Our assessment is based on the assumption that only land of low conservational value is utilized, and we stress that, to limit negative conservational effects, it is essential to prevent utilization of land of higher conservational value for intensively fertilized forest plantations. At present there is no legal mechanism to protect land from being used in this way, thus it is essential to develop, and implement, such a regulatory instrument in Sweden before more intensified forest management, including intensive fertilization of Norway spruce plantations, is introduced.

3.4.2. Location of Plantations

Appropriate placement of plantations in the landscape will be important for minimizing negative effects on biodiversity, as it will influence the degree of fragmentation. Although it has been difficult to assess the likely severity of the effects of fragmentation, the plantations will probably hinder rather than facilitate dispersal among pockets of natural forest. Consequently, none of the potentially positive effects of the plantations on matrix quality may occur [35]. Thus, to minimize negative effects on biodiversity, the locations of the plantations should be spatially arranged to minimize fragmentation of the existing matrix. Evidence from plantations in Australia suggests that in order to increase landscape heterogeneity, and thus biodiversity, large areas of plantations should be interspersed with small areas or strips of natural vegetation [13,14], such as corridors of retained natural vegetation along rivers. In addition, locations close to nature reserves should be avoided, as plantations may have negative effects on the quality of adjacent forest stands [36].

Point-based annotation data
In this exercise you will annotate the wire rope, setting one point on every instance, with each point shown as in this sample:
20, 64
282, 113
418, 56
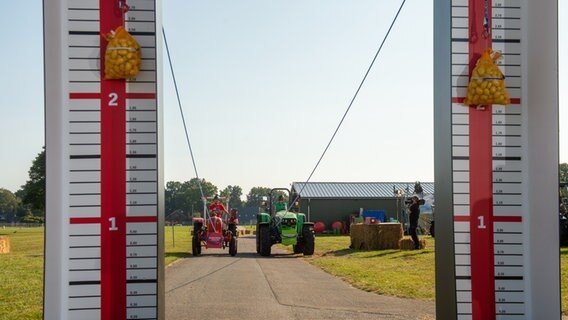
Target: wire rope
350, 104
183, 118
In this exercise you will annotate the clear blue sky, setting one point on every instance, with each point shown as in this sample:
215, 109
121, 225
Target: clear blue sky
263, 85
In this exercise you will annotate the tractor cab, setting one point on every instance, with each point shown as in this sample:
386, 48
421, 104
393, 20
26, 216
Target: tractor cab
279, 224
217, 229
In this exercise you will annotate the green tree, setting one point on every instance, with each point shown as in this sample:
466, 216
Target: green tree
234, 194
186, 196
33, 192
9, 204
255, 196
563, 172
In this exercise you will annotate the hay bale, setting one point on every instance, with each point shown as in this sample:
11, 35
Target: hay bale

**Requests**
1. Summarize the passage on forest plantations in two sentences.
2. Put the stretch of the records from the line containing "In this exercise you will annotate the tractor" through the end of the records into a numbered list, leaving out blank lines.

**Outputs**
1. Intensively fertilized forest plantations should use only land of low conservational value, and Sweden needs a regulatory instrument to protect higher-value land before such management is introduced. Plantations should be placed to minimize fragmentation, interspersed with small areas or strips of natural vegetation, and kept away from nature reserves.

2.
1. In this exercise you will annotate the tractor cab, setting one point on every instance, with each point shown as in this sample:
2. 386, 48
3. 421, 104
4. 393, 20
5. 26, 216
6. Target: tractor cab
7. 279, 224
8. 217, 229
9. In this exercise you will annotate the green tree, setting one point on every instance, with each point shown as in this sample:
10. 466, 216
11. Target: green tree
12. 234, 194
13. 186, 196
14. 33, 192
15. 9, 204
16. 255, 196
17. 563, 172
18. In this exercise you will annotate the hay bale, setting one point on every instance, with each point shown as in this sample:
19. 11, 35
20. Target: hay bale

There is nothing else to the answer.